Records:
|---|

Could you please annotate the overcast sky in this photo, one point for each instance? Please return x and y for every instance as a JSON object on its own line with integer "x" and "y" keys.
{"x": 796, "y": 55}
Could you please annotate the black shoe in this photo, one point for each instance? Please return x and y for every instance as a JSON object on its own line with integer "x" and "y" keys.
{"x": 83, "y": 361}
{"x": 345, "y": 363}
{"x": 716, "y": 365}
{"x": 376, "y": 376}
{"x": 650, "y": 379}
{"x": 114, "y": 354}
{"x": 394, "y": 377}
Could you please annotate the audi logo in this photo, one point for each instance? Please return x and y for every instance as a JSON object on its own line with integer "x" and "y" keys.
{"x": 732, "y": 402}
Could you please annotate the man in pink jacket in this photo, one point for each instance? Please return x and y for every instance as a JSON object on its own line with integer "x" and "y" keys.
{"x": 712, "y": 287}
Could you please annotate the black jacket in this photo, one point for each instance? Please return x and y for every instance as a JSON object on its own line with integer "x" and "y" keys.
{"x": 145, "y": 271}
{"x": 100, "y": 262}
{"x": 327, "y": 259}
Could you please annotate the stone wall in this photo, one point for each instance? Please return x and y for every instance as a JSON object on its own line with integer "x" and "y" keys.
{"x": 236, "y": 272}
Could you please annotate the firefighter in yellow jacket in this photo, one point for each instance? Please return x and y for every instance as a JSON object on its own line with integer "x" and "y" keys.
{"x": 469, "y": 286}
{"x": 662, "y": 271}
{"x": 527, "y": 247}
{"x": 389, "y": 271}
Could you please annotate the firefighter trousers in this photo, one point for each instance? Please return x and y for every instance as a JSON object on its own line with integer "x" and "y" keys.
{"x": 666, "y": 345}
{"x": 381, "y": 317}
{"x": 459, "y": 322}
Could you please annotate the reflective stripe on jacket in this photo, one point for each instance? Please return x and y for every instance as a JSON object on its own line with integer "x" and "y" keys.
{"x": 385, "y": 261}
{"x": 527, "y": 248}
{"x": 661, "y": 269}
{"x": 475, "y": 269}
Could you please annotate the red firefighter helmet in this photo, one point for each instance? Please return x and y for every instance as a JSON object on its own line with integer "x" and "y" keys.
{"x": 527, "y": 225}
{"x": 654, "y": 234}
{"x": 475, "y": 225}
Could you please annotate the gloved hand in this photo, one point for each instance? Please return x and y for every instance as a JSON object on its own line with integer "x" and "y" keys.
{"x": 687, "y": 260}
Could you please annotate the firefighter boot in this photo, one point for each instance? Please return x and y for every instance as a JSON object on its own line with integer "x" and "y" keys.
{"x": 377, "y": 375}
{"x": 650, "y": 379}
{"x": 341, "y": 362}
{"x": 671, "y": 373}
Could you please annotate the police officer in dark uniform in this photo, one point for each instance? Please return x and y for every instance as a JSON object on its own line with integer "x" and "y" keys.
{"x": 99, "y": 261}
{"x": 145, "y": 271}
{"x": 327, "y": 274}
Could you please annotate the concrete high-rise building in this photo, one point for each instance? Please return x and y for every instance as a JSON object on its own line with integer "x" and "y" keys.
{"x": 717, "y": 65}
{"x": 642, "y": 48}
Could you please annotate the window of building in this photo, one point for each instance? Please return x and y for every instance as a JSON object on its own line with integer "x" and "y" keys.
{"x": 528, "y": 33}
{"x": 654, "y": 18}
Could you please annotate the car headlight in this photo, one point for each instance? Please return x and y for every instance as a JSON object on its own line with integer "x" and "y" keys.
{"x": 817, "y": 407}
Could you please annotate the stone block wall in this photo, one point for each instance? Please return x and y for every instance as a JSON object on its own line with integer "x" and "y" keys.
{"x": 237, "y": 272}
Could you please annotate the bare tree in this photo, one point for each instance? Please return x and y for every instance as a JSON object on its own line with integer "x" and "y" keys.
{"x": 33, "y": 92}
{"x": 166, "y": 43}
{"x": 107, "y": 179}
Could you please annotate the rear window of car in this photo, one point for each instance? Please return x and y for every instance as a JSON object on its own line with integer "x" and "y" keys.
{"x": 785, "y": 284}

|---|

Exercise: From the line containing "Could you please annotate the rear" to the last line of the listing, write everything out exactly. Nothing outside that stretch belongs.

Result for this task:
Could you please annotate the rear window of car in this photo, one point for each instance? Please return x and y for every instance as a JSON object on its own line with integer "x" and "y" keys.
{"x": 785, "y": 284}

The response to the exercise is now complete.